Directive A
According to the dataset summary, in what file format are the data files?
Directive B
Transcribe the dataset summary between "Documentation Revision Date: 2025-02-18" and "of forests pantropically.", inclusive.

Passage to read
Documentation Revision Date: 2025-02-18
Dataset Version: 1.1
Summary
This dataset consists of five data files in portable document format (PDF); one file for each of the five languages.

Figure 1. PANGEA measurements and scaling. PANGEA takes an integrated and transdisciplinary approach to science and applications, and will collect ground, tower, drone, and aircraft data in tropical forest landscapes across Africa and the Americas. Modeling and satellite remote sensing analyses will integrate this information to advance understanding of forests pantropically.

Listed entries

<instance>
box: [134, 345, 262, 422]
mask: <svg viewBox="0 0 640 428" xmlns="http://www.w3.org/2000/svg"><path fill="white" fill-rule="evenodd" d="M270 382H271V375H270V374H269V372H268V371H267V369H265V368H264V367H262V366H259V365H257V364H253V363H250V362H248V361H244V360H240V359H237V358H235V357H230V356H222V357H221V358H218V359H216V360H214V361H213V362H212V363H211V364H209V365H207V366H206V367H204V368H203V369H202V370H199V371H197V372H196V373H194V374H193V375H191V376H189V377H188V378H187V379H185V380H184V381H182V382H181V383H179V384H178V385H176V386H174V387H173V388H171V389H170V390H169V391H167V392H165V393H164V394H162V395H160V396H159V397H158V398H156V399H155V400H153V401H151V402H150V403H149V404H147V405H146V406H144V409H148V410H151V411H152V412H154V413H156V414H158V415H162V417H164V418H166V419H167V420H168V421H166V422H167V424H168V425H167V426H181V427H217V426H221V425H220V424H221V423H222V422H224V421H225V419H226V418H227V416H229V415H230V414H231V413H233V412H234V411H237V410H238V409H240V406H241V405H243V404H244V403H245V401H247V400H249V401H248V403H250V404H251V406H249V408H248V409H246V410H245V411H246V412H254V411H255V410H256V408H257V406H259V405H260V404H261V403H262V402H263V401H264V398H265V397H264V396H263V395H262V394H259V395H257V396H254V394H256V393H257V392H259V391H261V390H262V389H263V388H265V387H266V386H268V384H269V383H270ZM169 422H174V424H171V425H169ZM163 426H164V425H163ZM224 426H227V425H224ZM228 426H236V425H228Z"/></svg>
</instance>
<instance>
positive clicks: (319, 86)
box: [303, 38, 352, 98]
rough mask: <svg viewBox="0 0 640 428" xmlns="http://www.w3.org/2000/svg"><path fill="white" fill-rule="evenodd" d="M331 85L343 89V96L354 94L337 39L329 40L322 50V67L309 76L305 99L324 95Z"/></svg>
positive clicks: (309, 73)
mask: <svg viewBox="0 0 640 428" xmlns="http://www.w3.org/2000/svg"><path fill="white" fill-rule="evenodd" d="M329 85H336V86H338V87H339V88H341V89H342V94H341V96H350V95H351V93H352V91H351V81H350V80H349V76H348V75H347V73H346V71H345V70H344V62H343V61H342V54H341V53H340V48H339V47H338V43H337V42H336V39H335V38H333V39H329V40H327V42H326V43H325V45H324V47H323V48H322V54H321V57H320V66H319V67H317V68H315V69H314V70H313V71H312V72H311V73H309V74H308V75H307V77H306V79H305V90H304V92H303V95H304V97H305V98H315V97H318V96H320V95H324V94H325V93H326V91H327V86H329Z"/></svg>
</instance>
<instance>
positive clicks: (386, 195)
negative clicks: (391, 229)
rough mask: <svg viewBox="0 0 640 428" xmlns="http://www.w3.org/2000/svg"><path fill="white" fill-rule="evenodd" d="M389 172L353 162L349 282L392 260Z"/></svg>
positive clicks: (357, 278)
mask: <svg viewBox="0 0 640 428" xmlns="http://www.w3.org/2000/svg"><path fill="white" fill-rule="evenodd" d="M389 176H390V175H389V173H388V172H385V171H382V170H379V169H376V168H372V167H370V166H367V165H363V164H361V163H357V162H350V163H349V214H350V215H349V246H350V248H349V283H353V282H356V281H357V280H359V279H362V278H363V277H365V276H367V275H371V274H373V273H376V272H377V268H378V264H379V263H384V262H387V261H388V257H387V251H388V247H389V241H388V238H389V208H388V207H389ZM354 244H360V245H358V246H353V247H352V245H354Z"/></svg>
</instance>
==
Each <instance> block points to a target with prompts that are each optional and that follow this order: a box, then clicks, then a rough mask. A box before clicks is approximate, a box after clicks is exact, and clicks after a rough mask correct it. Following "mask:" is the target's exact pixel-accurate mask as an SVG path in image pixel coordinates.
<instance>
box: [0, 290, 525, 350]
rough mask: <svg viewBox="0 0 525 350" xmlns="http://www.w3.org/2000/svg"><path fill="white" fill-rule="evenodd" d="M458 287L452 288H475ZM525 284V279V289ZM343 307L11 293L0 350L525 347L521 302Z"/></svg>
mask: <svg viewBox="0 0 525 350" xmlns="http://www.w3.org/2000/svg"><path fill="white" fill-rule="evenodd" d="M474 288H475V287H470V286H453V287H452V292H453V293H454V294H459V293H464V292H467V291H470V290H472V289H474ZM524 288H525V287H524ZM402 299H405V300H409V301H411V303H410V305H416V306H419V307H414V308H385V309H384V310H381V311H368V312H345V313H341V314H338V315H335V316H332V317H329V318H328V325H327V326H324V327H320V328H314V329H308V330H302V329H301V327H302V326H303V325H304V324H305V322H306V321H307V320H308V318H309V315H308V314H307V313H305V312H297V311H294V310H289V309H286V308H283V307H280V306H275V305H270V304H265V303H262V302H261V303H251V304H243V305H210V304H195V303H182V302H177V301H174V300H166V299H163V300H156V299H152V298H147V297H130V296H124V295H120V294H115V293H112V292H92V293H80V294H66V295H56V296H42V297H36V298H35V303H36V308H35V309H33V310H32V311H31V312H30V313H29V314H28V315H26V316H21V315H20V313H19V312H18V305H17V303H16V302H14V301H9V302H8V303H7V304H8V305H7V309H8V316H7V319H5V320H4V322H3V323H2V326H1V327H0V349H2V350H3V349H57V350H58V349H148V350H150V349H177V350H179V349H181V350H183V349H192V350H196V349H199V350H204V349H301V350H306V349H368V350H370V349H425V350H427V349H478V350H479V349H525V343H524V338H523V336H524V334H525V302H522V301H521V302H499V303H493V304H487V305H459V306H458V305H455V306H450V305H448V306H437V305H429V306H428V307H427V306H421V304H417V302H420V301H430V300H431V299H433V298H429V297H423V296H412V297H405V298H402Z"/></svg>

Response A
Portable document format (PDF).

Response B
Documentation Revision Date: 2025-02-18
Dataset Version: 1.1
Summary
This dataset consists of five data files in portable document format (PDF); one file for each of the five languages.

Figure 1. PANGEA measurements and scaling. PANGEA takes an integrated and transdisciplinary approach to science and applications, and will collect ground, tower, drone, and aircraft data in tropical forest landscapes across Africa and the Americas. Modeling and satellite remote sensing analyses will integrate this information to advance understanding of forests pantropically.